From the line containing "Question. Spot each instance of the mouth" through the last line of the data, return those lines exactly as written and nothing more.

============

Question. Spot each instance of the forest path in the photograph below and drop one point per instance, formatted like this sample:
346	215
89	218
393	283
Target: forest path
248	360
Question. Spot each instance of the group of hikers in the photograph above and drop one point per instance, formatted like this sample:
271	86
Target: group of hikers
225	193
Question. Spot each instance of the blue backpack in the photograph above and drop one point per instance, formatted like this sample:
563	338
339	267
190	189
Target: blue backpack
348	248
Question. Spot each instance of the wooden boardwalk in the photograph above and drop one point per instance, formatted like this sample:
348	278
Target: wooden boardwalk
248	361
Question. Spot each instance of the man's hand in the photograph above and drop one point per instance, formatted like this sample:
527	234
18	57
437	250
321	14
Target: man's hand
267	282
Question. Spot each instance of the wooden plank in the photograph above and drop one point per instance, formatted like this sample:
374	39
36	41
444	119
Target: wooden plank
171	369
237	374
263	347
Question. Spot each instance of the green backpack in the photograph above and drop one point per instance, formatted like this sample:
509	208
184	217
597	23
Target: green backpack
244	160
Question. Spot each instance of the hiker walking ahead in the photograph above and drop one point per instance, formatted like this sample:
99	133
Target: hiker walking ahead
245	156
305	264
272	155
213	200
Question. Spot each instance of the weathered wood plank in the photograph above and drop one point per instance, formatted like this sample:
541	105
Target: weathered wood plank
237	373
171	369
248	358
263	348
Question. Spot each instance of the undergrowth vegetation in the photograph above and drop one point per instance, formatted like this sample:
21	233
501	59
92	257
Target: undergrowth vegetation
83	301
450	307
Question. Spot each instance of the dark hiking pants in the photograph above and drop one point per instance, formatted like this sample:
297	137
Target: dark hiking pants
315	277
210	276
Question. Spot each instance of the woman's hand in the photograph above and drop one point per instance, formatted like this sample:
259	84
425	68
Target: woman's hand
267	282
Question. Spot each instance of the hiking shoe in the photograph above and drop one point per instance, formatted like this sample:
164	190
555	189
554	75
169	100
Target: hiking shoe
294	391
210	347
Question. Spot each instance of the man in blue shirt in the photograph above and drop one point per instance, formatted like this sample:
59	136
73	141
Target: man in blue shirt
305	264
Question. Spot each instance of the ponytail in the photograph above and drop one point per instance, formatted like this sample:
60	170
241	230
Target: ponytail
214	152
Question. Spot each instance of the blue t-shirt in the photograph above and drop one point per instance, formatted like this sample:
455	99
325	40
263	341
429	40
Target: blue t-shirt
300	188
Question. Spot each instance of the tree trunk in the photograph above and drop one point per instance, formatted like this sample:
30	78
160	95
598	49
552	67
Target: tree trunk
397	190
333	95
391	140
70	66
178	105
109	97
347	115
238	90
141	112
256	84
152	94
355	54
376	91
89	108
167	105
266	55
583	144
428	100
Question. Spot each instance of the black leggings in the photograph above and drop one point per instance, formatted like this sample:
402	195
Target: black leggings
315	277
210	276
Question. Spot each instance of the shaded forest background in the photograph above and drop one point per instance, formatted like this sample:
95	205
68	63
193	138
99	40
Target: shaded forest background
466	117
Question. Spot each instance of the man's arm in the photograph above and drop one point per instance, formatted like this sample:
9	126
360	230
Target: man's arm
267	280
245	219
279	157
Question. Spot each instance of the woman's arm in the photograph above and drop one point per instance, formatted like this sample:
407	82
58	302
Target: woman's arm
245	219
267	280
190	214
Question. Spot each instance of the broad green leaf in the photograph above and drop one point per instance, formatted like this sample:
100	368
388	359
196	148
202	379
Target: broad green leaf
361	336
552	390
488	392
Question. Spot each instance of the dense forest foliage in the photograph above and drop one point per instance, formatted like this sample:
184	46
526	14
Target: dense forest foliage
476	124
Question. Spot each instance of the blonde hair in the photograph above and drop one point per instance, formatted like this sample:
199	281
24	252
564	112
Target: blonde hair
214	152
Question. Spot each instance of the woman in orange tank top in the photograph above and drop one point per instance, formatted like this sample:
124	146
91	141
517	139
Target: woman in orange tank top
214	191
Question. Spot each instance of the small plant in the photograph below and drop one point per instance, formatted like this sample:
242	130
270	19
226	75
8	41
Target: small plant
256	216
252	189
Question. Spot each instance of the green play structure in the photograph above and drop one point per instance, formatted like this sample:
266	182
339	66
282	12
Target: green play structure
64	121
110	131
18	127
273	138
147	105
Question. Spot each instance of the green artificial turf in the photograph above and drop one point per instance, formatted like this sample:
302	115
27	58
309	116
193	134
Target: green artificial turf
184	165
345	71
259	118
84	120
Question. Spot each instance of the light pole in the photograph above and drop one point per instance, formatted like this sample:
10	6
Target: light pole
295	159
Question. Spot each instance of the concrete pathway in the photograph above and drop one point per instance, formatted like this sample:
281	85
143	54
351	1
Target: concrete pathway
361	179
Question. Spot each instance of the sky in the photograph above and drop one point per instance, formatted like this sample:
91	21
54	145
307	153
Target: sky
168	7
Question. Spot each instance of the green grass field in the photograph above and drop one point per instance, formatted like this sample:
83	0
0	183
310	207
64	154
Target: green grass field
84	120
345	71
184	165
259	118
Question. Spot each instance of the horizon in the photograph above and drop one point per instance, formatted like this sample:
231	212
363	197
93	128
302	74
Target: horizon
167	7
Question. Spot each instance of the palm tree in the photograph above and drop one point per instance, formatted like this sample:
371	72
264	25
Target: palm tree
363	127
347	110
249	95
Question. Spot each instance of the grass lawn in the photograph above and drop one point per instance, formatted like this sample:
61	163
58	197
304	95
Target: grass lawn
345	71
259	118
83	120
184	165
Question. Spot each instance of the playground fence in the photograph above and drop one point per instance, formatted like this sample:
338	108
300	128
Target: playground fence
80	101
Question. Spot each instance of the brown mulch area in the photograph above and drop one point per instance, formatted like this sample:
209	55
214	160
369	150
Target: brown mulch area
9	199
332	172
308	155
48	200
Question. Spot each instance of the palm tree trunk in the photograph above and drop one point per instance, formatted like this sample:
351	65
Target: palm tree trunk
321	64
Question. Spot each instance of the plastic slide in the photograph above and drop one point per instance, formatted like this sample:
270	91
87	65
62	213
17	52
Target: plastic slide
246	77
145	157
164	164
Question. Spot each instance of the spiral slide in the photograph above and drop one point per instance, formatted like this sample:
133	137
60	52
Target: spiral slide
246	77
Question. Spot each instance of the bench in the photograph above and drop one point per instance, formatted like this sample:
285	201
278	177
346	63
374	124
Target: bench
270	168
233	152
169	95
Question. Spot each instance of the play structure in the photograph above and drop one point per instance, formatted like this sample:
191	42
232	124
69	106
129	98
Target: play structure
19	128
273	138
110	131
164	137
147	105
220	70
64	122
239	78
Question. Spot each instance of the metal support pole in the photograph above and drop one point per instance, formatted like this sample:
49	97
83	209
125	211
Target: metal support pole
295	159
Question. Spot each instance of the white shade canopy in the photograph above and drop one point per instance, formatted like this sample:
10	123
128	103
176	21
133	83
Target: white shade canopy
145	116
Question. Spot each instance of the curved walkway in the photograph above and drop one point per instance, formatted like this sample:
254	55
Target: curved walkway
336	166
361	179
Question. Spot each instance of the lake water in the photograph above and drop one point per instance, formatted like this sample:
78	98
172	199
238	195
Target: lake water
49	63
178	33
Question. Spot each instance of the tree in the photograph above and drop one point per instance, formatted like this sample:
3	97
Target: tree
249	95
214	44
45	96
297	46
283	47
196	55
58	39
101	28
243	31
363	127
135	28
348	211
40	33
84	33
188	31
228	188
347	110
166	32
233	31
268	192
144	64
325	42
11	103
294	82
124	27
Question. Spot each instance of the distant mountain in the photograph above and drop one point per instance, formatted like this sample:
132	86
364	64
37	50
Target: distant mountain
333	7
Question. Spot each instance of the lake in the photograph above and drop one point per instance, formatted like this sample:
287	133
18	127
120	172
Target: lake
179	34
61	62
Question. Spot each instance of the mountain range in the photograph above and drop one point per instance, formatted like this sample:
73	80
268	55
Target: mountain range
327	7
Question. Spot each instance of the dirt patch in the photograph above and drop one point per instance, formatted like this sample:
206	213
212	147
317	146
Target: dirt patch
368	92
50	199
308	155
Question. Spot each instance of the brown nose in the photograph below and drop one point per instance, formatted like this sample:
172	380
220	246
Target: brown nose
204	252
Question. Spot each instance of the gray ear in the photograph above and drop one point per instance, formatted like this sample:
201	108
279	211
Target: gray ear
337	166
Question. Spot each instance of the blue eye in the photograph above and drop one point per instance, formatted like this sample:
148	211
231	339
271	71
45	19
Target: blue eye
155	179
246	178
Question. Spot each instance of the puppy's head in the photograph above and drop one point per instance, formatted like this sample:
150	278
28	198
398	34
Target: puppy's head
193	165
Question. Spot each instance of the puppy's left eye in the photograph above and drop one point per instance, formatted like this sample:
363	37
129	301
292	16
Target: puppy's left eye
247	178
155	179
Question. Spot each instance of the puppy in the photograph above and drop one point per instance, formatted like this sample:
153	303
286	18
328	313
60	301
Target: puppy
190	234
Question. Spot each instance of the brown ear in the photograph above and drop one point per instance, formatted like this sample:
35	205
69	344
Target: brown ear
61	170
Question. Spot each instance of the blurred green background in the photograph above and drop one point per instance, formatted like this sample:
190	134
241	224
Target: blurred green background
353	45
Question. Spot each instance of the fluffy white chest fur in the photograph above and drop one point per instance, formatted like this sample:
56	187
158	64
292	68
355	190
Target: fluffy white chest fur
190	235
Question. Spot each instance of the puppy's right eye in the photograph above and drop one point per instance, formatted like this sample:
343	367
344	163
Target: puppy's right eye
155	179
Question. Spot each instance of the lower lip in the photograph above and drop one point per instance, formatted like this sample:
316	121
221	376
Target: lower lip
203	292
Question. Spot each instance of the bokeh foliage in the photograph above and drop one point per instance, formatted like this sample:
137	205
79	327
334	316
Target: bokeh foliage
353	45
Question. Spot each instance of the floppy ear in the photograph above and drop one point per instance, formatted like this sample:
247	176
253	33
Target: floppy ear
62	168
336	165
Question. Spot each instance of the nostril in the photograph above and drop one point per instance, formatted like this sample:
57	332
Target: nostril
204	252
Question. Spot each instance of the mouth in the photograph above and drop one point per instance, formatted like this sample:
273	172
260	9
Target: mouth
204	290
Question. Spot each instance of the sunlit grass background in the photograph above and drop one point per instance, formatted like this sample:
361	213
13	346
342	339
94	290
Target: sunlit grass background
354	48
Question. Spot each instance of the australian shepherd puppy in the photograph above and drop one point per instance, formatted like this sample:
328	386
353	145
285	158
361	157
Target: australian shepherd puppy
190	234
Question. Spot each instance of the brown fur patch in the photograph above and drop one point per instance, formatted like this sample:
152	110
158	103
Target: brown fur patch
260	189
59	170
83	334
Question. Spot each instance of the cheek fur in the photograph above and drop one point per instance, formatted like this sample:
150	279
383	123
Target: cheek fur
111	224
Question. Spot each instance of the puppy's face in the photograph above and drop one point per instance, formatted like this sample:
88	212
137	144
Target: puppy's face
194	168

============

> SOLUTION:
Question. Spot each instance of the mouth in the photograph above and drop one point per instance, formatted like this sample:
273	172
260	9
Target: mouth
204	290
Question. Spot each instance of the sunlit grass background in the photograph above and drop one point per instance, formatted like this sample:
361	213
13	346
342	339
94	290
Target: sunlit grass background
354	48
Question. Spot each instance of the australian shepherd puppy in the photograph above and drop one point per instance, formatted like this sample:
328	386
353	145
285	158
361	157
Target: australian shepherd puppy
190	234
Question. Spot each instance of the brown fur patch in the photograph above and drop one point per instance, formatted like this sample:
152	110
158	103
Target: brown fur patch
260	189
59	170
83	334
Question. Spot each instance of the cheek fur in the photograph above and drop one point per instance, formatted like this sample:
150	279
383	123
Target: cheek fur
111	224
Question. Spot each instance of the puppy's face in the photograph above and drop one point per instance, formatted like this sample:
88	212
137	144
Target: puppy's face
194	168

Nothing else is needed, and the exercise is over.